> [DATA SHOWN]
◆ ◆ ◆

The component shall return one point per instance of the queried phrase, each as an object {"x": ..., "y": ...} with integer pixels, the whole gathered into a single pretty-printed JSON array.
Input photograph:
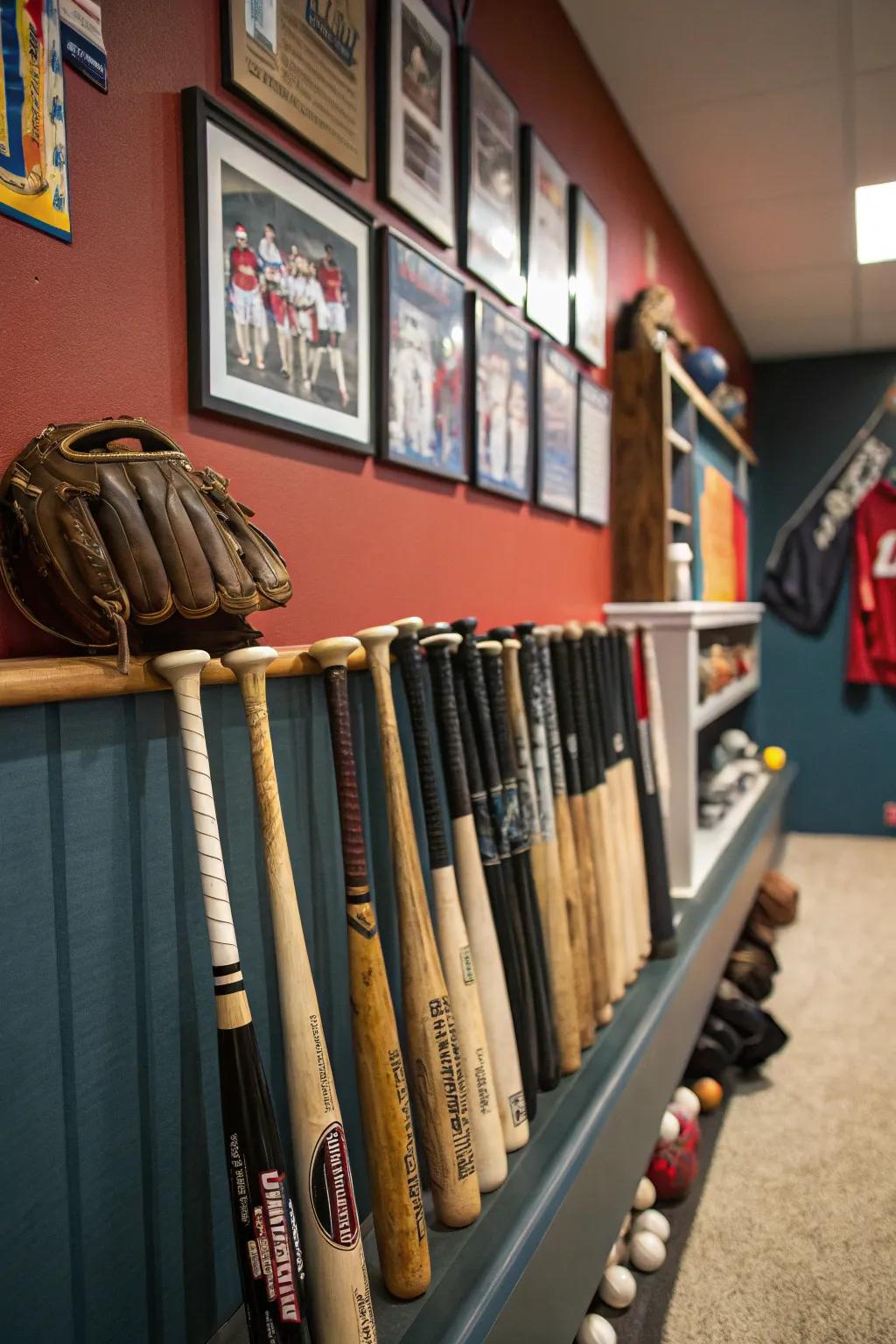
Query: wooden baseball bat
[
  {"x": 439, "y": 1088},
  {"x": 471, "y": 870},
  {"x": 399, "y": 1222},
  {"x": 268, "y": 1250},
  {"x": 586, "y": 992},
  {"x": 546, "y": 860},
  {"x": 458, "y": 960},
  {"x": 339, "y": 1288}
]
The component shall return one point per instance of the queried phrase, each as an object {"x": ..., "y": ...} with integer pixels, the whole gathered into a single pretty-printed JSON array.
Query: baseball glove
[{"x": 110, "y": 544}]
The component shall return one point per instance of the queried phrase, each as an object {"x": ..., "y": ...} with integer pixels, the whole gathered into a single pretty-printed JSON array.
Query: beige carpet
[{"x": 794, "y": 1241}]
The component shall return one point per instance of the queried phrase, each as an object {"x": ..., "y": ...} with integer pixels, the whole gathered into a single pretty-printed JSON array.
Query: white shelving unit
[{"x": 676, "y": 634}]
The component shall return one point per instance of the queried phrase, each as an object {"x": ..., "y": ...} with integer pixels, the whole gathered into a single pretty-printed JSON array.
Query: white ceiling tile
[
  {"x": 873, "y": 34},
  {"x": 878, "y": 288},
  {"x": 778, "y": 144},
  {"x": 777, "y": 234},
  {"x": 875, "y": 109}
]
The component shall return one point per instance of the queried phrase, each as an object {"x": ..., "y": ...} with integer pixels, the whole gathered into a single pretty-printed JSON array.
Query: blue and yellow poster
[{"x": 34, "y": 172}]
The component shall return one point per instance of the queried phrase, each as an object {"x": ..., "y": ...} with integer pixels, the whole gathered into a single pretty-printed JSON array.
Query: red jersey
[
  {"x": 243, "y": 257},
  {"x": 331, "y": 278},
  {"x": 872, "y": 619}
]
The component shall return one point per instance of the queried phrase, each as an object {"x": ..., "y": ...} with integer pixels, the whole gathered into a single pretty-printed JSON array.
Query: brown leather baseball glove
[{"x": 122, "y": 544}]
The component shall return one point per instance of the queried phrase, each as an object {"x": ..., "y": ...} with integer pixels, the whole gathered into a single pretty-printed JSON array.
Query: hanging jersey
[{"x": 872, "y": 619}]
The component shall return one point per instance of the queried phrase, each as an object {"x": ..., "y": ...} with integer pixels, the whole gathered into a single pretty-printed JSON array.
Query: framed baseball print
[
  {"x": 589, "y": 280},
  {"x": 304, "y": 62},
  {"x": 489, "y": 179},
  {"x": 422, "y": 386},
  {"x": 280, "y": 283},
  {"x": 501, "y": 399},
  {"x": 595, "y": 418},
  {"x": 546, "y": 238},
  {"x": 416, "y": 124},
  {"x": 556, "y": 476}
]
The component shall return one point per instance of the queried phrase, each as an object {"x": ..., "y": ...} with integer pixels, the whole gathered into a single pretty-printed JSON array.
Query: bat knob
[{"x": 335, "y": 652}]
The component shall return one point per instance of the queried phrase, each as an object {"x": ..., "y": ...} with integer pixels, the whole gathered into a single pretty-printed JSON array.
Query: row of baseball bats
[{"x": 550, "y": 890}]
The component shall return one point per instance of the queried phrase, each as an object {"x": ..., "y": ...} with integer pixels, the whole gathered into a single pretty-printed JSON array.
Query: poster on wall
[
  {"x": 489, "y": 180},
  {"x": 595, "y": 418},
  {"x": 34, "y": 163},
  {"x": 424, "y": 396},
  {"x": 557, "y": 416},
  {"x": 546, "y": 238},
  {"x": 589, "y": 280},
  {"x": 278, "y": 283},
  {"x": 304, "y": 62},
  {"x": 416, "y": 133},
  {"x": 502, "y": 402}
]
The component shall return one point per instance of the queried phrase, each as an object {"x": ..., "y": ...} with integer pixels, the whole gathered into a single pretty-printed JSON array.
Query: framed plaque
[
  {"x": 416, "y": 122},
  {"x": 304, "y": 62}
]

◆ ◆ ◆

> [TASK STATEMENT] Reproduce the whole listing above word for word, but not its pictures.

> [SOLUTION BELOW]
The component shall return one point per instance of the queried phrase, each as an object {"x": ..., "y": ...} with integer pixels, the whole gathered into a single pretty-printed JSON array.
Input photograph:
Query: wooden baseball bat
[
  {"x": 439, "y": 1088},
  {"x": 471, "y": 870},
  {"x": 399, "y": 1222},
  {"x": 268, "y": 1250},
  {"x": 586, "y": 992},
  {"x": 546, "y": 860},
  {"x": 458, "y": 960},
  {"x": 339, "y": 1288}
]
The component shall return one point per instance of the queried phrase, each as an object {"x": ..., "y": ...} with integer pixels, the whole gathered into a single pretty-printed JSON array.
Query: baseball glove
[{"x": 110, "y": 544}]
The component shall return one point per instance of the queried phrase, each as an object {"x": ..., "y": ...} with integer pixels, the whole gathered into a single pretty-printed JSON array.
Query: beige carpet
[{"x": 794, "y": 1241}]
The component shall return one point per instance of the queried phrase, each as an object {"x": ..., "y": ...} with integer pixels, the whole gathered into a single pretty-printed JSON array.
Query: white shelving unit
[{"x": 676, "y": 634}]
The component shall return one point per instance of the queried phrase, each as an object {"x": ..., "y": ...} with integer pixels, the whole gathered into a single pretty-printed JSON array.
Query: white ceiling tile
[
  {"x": 873, "y": 34},
  {"x": 878, "y": 288},
  {"x": 778, "y": 144},
  {"x": 777, "y": 234},
  {"x": 875, "y": 109}
]
The component shall return one point per instance of the queried phrase, each as an object {"x": ..., "y": ...} with integer pixels, the whole gathered into a single pretty-printed JSON array.
Query: blue and yellow poster
[{"x": 34, "y": 172}]
The component shall return one point per instance of the queried phrase, each as an object {"x": ..., "y": ...} with integer pixels, the whole gathered into a single pretty-printed JSON array.
Query: red jersey
[
  {"x": 243, "y": 257},
  {"x": 331, "y": 278},
  {"x": 872, "y": 619}
]
The component shall return one point per instance of the queried phrase, each as an object {"x": ..., "y": ...} with integer pixels, the whole gathered into a single pretty-printed JSON array.
Query: brown leather baseball glove
[{"x": 122, "y": 544}]
The component shall return one point per instance of the queried phrase, each as an object {"x": ..., "y": ...} with integer pixels, the whole gathered into a single pretty-printed JSON array.
Query: hanging jersey
[{"x": 872, "y": 619}]
The component shall return one point per instance of the queried phrase, each as an object {"x": ..., "y": ...} with integer pixels, the whole gathered into a single pretty-printed JSON array.
Query: framed baseball print
[
  {"x": 589, "y": 280},
  {"x": 304, "y": 62},
  {"x": 489, "y": 179},
  {"x": 422, "y": 386},
  {"x": 280, "y": 283},
  {"x": 501, "y": 399},
  {"x": 595, "y": 418},
  {"x": 546, "y": 238},
  {"x": 416, "y": 124},
  {"x": 556, "y": 476}
]
The component shall return one point per instance of the queried phrase, each as an object {"x": ..., "y": ...} with integer pixels, the whole gathered into a single pretty-printed JSON array.
Query: bat knob
[{"x": 335, "y": 652}]
The component shall return one point per instance of the queried phrase, each as an object {"x": ..., "y": ...} with integer pixels, the whole gathered into a single pretty-printed JSON array.
Query: row of baseball bats
[{"x": 550, "y": 890}]
The component shall return one point per instance of the queried phrase, each as an object {"x": ..., "y": ...} with integer pixels, the whole gathered into a single pretty-printed JSON array.
Query: poster on wall
[
  {"x": 489, "y": 180},
  {"x": 595, "y": 418},
  {"x": 34, "y": 163},
  {"x": 424, "y": 396},
  {"x": 557, "y": 416},
  {"x": 546, "y": 238},
  {"x": 589, "y": 280},
  {"x": 278, "y": 283},
  {"x": 304, "y": 62},
  {"x": 416, "y": 133},
  {"x": 502, "y": 402}
]
The component shall return one point per instance of the queried phrase, each as an object {"x": ..., "y": ...} with integer pixels, the whole gathered into a single pretty-printed JSON array.
Query: framed plaque
[
  {"x": 416, "y": 122},
  {"x": 304, "y": 62}
]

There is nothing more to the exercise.